▸ **Passage to read**:

'''

Into The Woods

By on 13 February, 2014 in Art, Fun, Greg Thornton with 0 Comments

You Have To Every Now And Then.”

Stephen Sondheim

“The realm of fairy-story is wide and deep and high and filled with many things: all manner of beasts and birds are found there; shoreless seas and stars uncounted; beauty that is an enchantment, and an ever-present peril; both joy and sorrow as sharp as swords.” 
J.R.R. Tolkien

The 2014 Season at The Cloverdale Playhouse opens today with one of the great pieces of musical theater, “Into the Woods.” The incomparable Stephen Sondheim joins his music and lyrics with a wonder-filled book by James Lapine, giving the audience an enchanted and exhilarating experience. We are truly thrilled to be presenting this award-winning musical and are even more blessed to have an amazing group of artists gracing our stage in this production. Two of the actors in this wonderful cast joined me for this discussion about theater, fairy tales, and their own particular treks into the woods.

Matthew Walter, who plays the role of Jack (among other roles) in “Into the Woods,” was part of the wonderful cast in our sold-out run of “Cabaret” last season.

Emily Lowder Wootten, who plays the Baker’s Wife, was in the very first project the Playhouse ever did — “The Sure Thing” by David Ives. She has also been part of the company of “Irish Voices” and “Southern Voices.”

'''

▸ **Provided data**:
'''

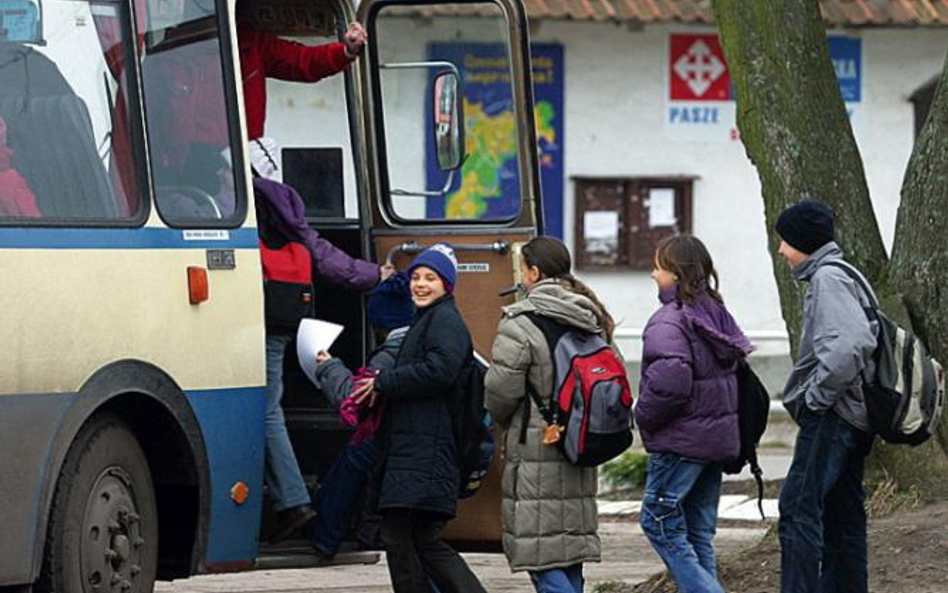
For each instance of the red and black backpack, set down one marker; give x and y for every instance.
(589, 413)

'''

▸ **Task requirements**:
a) Write out the part of the "Into the Woods" post above that opens with the words containing "The 2014 Season" and closes with "treks into the woods.".
b) Answer these from the "Into the Woods" post above:
(i) Who wrote the book for "Into the Woods"?
(ii) Which role does Matthew Walter play?
(iii) What was the very first project the Playhouse ever did?

▸ **Per-task answers**:
a)
The 2014 Season at The Cloverdale Playhouse opens today with one of the great pieces of musical theater, “Into the Woods.” The incomparable Stephen Sondheim joins his music and lyrics with a wonder-filled book by James Lapine, giving the audience an enchanted and exhilarating experience. We are truly thrilled to be presenting this award-winning musical and are even more blessed to have an amazing group of artists gracing our stage in this production. Two of the actors in this wonderful cast joined me for this discussion about theater, fairy tales, and their own particular treks into the woods.

b)
(i) James Lapine
(ii) Jack, among other roles
(iii) "The Sure Thing" by David Ives